_Your tasks_
1. In the passage on teaching scale patterns, what note was played the first time the "Find my note" exercise was tried?
2. Go on with the passage on teaching scale patterns, picking up after its final sentence.

Text under study section start


    Modes can be added to these patterns when running through circle of fifths. The ideal pattern to use is 1-2-3-2-1-7-1. In the key of C this would be C-D-E-D-C-B-C. Change the B to Bb and for a mixolydian/dominant pattern, then lower the third and it becomes a dorian pattern.

    It is also possible to go the other direction through the circle of fifths by playing a straight major pattern and then raising the fourth scale degree to create lydian mode. Lydian opens up the world of altered dominants, and the tritone gives students ears for the  flattened fifth, which is the characteristic interval in diminished chords and bebop language.

    The number concept of learning patterns is also great for teaching scales. I will walk into the rehearsal, pick up my trumpet and say, “Find my note.” When everyone has found my note, I play 1-2-1 up the major scale and have them repeat it. When everyone has done that, we try 1-2-3-2-1, 1-2-3-4-3-2-1, and all the way up through the scale. The first time I tried this, I chose to play Db, and students learned the entire scale painlessly. The patterns create muscle memory, keeping students’ focus on the scale sound, not the fingering or reading.

Text under study section end
Material shown section start

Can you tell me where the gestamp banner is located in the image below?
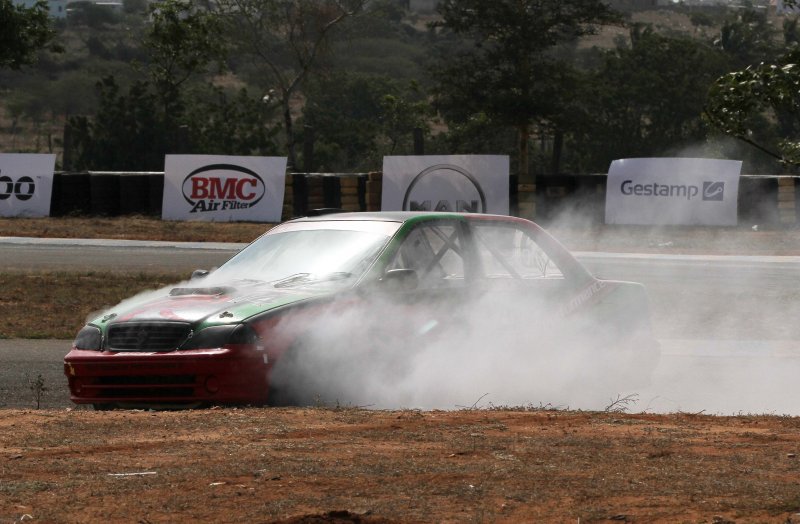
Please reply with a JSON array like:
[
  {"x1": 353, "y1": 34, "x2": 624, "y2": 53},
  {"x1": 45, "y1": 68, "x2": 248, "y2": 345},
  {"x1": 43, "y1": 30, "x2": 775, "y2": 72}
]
[
  {"x1": 381, "y1": 155, "x2": 509, "y2": 215},
  {"x1": 161, "y1": 155, "x2": 286, "y2": 222},
  {"x1": 606, "y1": 158, "x2": 742, "y2": 226},
  {"x1": 0, "y1": 153, "x2": 56, "y2": 217}
]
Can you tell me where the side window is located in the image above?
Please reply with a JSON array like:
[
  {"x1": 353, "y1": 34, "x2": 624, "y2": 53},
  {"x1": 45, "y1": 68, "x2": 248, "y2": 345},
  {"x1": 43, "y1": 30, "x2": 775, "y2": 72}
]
[
  {"x1": 472, "y1": 223, "x2": 563, "y2": 279},
  {"x1": 388, "y1": 223, "x2": 464, "y2": 289}
]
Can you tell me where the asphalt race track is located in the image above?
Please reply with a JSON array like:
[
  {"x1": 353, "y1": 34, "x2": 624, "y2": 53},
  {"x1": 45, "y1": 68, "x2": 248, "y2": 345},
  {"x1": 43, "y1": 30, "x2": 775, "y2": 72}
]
[{"x1": 0, "y1": 238, "x2": 800, "y2": 415}]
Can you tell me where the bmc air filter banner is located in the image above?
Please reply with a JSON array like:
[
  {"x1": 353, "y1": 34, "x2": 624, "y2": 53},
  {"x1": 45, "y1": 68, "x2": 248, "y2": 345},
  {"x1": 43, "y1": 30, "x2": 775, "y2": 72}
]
[
  {"x1": 0, "y1": 153, "x2": 56, "y2": 217},
  {"x1": 161, "y1": 155, "x2": 286, "y2": 222},
  {"x1": 606, "y1": 158, "x2": 742, "y2": 226},
  {"x1": 381, "y1": 155, "x2": 509, "y2": 215}
]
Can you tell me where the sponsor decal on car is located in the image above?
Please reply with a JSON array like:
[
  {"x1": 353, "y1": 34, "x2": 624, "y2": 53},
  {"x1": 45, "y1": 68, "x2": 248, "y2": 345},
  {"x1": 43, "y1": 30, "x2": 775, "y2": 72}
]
[{"x1": 561, "y1": 280, "x2": 608, "y2": 317}]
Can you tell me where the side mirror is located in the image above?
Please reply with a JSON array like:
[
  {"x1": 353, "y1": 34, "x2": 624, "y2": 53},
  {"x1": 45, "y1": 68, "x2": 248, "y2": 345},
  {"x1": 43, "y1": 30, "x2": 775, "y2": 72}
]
[{"x1": 381, "y1": 269, "x2": 419, "y2": 291}]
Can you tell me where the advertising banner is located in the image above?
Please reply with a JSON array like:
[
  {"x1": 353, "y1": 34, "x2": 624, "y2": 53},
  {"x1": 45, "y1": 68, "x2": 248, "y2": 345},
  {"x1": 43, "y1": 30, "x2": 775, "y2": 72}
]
[
  {"x1": 161, "y1": 155, "x2": 286, "y2": 222},
  {"x1": 0, "y1": 153, "x2": 56, "y2": 217},
  {"x1": 381, "y1": 155, "x2": 509, "y2": 215},
  {"x1": 606, "y1": 158, "x2": 742, "y2": 226}
]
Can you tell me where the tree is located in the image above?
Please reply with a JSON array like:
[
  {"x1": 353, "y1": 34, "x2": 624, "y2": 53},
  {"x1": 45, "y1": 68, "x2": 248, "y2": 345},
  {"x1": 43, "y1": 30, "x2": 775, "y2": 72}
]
[
  {"x1": 301, "y1": 72, "x2": 430, "y2": 171},
  {"x1": 568, "y1": 25, "x2": 728, "y2": 172},
  {"x1": 63, "y1": 0, "x2": 275, "y2": 170},
  {"x1": 704, "y1": 47, "x2": 800, "y2": 165},
  {"x1": 0, "y1": 0, "x2": 54, "y2": 69},
  {"x1": 714, "y1": 9, "x2": 776, "y2": 68},
  {"x1": 434, "y1": 0, "x2": 620, "y2": 183},
  {"x1": 215, "y1": 0, "x2": 367, "y2": 167}
]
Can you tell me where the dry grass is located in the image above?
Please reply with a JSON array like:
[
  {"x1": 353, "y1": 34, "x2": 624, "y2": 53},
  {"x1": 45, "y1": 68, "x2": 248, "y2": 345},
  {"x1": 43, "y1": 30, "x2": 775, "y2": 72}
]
[
  {"x1": 0, "y1": 215, "x2": 271, "y2": 242},
  {"x1": 0, "y1": 409, "x2": 800, "y2": 522},
  {"x1": 0, "y1": 271, "x2": 186, "y2": 339}
]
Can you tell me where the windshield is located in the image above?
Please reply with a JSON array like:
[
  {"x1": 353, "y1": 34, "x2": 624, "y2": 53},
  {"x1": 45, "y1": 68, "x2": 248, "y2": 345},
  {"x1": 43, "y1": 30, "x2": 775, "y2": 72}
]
[{"x1": 203, "y1": 222, "x2": 391, "y2": 288}]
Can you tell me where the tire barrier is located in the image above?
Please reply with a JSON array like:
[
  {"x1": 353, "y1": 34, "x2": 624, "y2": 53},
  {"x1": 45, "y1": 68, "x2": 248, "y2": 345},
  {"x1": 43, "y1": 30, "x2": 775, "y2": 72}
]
[
  {"x1": 89, "y1": 173, "x2": 122, "y2": 217},
  {"x1": 50, "y1": 173, "x2": 92, "y2": 216},
  {"x1": 51, "y1": 172, "x2": 800, "y2": 226}
]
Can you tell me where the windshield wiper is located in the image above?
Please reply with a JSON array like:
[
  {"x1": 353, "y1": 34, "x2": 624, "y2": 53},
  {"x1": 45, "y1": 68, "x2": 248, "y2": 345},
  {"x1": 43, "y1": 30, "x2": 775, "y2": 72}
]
[{"x1": 272, "y1": 271, "x2": 353, "y2": 287}]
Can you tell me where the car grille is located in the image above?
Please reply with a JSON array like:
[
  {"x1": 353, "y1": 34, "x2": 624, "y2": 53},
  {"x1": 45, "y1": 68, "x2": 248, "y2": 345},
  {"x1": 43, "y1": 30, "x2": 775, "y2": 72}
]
[
  {"x1": 108, "y1": 322, "x2": 192, "y2": 351},
  {"x1": 94, "y1": 375, "x2": 197, "y2": 399}
]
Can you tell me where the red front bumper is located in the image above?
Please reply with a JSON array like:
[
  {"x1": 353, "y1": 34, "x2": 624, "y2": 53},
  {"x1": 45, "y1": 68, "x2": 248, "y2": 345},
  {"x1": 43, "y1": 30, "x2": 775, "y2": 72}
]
[{"x1": 64, "y1": 346, "x2": 270, "y2": 405}]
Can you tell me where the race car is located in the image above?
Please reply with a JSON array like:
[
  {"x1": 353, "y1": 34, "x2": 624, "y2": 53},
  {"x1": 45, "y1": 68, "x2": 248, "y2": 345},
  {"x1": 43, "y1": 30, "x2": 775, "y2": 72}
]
[{"x1": 64, "y1": 212, "x2": 659, "y2": 409}]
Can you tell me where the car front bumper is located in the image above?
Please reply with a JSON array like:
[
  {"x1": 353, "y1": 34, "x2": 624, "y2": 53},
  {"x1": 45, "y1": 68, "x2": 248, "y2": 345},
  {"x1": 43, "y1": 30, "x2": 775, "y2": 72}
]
[{"x1": 64, "y1": 347, "x2": 270, "y2": 405}]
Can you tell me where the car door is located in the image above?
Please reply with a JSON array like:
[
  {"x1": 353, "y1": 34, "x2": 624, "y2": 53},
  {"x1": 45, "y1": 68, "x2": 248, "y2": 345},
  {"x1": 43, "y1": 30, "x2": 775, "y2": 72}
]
[{"x1": 468, "y1": 218, "x2": 575, "y2": 328}]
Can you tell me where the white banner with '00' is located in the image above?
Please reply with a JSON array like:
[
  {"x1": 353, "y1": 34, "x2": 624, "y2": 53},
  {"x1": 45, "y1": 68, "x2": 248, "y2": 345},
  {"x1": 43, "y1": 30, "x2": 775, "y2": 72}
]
[
  {"x1": 0, "y1": 153, "x2": 56, "y2": 217},
  {"x1": 606, "y1": 158, "x2": 742, "y2": 226}
]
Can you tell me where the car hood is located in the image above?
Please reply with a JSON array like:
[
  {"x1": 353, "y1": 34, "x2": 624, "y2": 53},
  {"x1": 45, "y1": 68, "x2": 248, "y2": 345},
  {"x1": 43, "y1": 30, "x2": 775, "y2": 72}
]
[{"x1": 87, "y1": 284, "x2": 324, "y2": 327}]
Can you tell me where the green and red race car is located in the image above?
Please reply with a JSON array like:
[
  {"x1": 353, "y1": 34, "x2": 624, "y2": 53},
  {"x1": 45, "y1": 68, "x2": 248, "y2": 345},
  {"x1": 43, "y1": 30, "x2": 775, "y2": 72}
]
[{"x1": 64, "y1": 212, "x2": 659, "y2": 409}]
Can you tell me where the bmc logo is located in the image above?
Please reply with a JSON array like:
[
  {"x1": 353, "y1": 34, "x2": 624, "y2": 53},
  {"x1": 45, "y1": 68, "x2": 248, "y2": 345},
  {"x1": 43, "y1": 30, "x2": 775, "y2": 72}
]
[
  {"x1": 0, "y1": 175, "x2": 36, "y2": 200},
  {"x1": 182, "y1": 164, "x2": 266, "y2": 213}
]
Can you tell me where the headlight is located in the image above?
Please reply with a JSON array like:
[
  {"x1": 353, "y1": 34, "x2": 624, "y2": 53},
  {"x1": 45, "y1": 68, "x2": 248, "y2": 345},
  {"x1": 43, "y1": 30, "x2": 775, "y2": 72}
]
[
  {"x1": 181, "y1": 324, "x2": 258, "y2": 349},
  {"x1": 73, "y1": 326, "x2": 103, "y2": 351}
]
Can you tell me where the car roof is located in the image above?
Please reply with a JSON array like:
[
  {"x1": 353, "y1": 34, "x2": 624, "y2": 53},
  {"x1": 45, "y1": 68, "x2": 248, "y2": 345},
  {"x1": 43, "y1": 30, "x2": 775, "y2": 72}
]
[{"x1": 292, "y1": 211, "x2": 513, "y2": 222}]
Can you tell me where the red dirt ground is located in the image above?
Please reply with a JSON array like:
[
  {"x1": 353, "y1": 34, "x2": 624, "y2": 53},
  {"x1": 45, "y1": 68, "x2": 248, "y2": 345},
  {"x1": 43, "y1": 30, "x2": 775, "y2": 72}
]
[{"x1": 0, "y1": 408, "x2": 800, "y2": 524}]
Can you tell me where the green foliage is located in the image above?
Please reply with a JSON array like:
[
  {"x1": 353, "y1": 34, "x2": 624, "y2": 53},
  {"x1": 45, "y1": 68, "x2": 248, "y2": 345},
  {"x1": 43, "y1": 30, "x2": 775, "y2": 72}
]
[
  {"x1": 215, "y1": 0, "x2": 366, "y2": 167},
  {"x1": 714, "y1": 9, "x2": 776, "y2": 68},
  {"x1": 0, "y1": 0, "x2": 53, "y2": 69},
  {"x1": 302, "y1": 73, "x2": 430, "y2": 171},
  {"x1": 186, "y1": 85, "x2": 280, "y2": 155},
  {"x1": 433, "y1": 0, "x2": 620, "y2": 178},
  {"x1": 144, "y1": 0, "x2": 227, "y2": 101},
  {"x1": 568, "y1": 26, "x2": 727, "y2": 172},
  {"x1": 705, "y1": 48, "x2": 800, "y2": 165},
  {"x1": 68, "y1": 77, "x2": 277, "y2": 171},
  {"x1": 66, "y1": 77, "x2": 165, "y2": 171}
]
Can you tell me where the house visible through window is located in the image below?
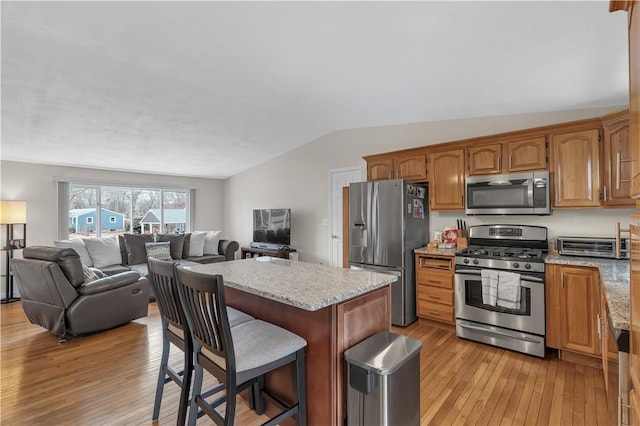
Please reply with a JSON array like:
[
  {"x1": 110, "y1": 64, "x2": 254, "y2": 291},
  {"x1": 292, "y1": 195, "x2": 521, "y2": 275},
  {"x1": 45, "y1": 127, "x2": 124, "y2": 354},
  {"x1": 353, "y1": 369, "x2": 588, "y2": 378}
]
[{"x1": 65, "y1": 183, "x2": 193, "y2": 238}]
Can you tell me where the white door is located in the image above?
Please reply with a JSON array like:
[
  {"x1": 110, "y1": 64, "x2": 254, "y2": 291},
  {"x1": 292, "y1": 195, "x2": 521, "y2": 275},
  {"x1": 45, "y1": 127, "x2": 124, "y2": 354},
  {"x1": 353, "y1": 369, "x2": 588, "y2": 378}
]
[{"x1": 329, "y1": 166, "x2": 362, "y2": 267}]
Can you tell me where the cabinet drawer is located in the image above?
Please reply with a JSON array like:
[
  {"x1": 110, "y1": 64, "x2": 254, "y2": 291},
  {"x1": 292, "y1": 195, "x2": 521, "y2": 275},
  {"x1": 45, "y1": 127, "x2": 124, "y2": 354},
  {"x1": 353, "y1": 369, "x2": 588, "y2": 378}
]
[
  {"x1": 418, "y1": 300, "x2": 454, "y2": 324},
  {"x1": 418, "y1": 256, "x2": 453, "y2": 271},
  {"x1": 416, "y1": 269, "x2": 453, "y2": 290},
  {"x1": 418, "y1": 285, "x2": 453, "y2": 306}
]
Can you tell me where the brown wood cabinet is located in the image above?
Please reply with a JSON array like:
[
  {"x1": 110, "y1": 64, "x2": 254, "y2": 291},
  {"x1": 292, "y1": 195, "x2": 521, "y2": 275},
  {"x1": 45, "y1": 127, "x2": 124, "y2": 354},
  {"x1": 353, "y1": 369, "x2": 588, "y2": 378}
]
[
  {"x1": 602, "y1": 111, "x2": 635, "y2": 207},
  {"x1": 365, "y1": 157, "x2": 393, "y2": 180},
  {"x1": 467, "y1": 136, "x2": 547, "y2": 176},
  {"x1": 551, "y1": 128, "x2": 600, "y2": 208},
  {"x1": 467, "y1": 143, "x2": 502, "y2": 176},
  {"x1": 429, "y1": 148, "x2": 465, "y2": 211},
  {"x1": 609, "y1": 0, "x2": 640, "y2": 426},
  {"x1": 546, "y1": 265, "x2": 600, "y2": 355},
  {"x1": 415, "y1": 254, "x2": 456, "y2": 324},
  {"x1": 629, "y1": 221, "x2": 640, "y2": 414},
  {"x1": 504, "y1": 136, "x2": 548, "y2": 173},
  {"x1": 365, "y1": 152, "x2": 427, "y2": 182},
  {"x1": 599, "y1": 286, "x2": 618, "y2": 395}
]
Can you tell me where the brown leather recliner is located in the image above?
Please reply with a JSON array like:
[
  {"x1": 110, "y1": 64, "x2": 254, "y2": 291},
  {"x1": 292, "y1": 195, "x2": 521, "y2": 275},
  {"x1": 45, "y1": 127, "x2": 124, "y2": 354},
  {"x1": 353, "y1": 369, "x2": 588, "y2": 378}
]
[{"x1": 11, "y1": 246, "x2": 150, "y2": 340}]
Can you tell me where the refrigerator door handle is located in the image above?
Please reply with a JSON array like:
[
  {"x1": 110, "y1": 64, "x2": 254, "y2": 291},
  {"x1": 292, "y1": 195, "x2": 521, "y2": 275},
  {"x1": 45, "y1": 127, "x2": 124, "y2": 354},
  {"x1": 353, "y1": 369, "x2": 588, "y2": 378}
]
[{"x1": 367, "y1": 182, "x2": 379, "y2": 263}]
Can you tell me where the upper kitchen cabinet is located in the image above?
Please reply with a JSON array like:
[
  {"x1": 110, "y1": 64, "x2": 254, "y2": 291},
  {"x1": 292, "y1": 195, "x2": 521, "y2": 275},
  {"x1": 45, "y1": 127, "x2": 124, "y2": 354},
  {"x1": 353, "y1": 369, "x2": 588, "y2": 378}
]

Material shown section end

_Exercise answers_
1. Db

2.
    I catch the occasional self-conscious freshman brass player cheating by watching my fingerings instead of trying to figure it out by ear; I have to tell them not to watch me. An exercise like this gives students freedom to fail, which is something they are unaccustomed to. I give hints to students who might only be a half-step away and frequently remind them not to worry because there won’t be a test. Once students get the hang of it, they pick everything up quickly.

Tunes by Number
    Using numbers to teach tunes can also create greater musical literacy. Learning tunes by ear is great fun for the band members and also recalls an almost lost aural tradition. Start with the known, with pieces such as “Twinkle, Twinkle,” “Happy Birthday,” “Old MacDonald,” and “When the Saints Go Marchin’ In.” Just as with the scales, I start these by having students find my note and imitate me. I give students a short melodic phrase, which they play back.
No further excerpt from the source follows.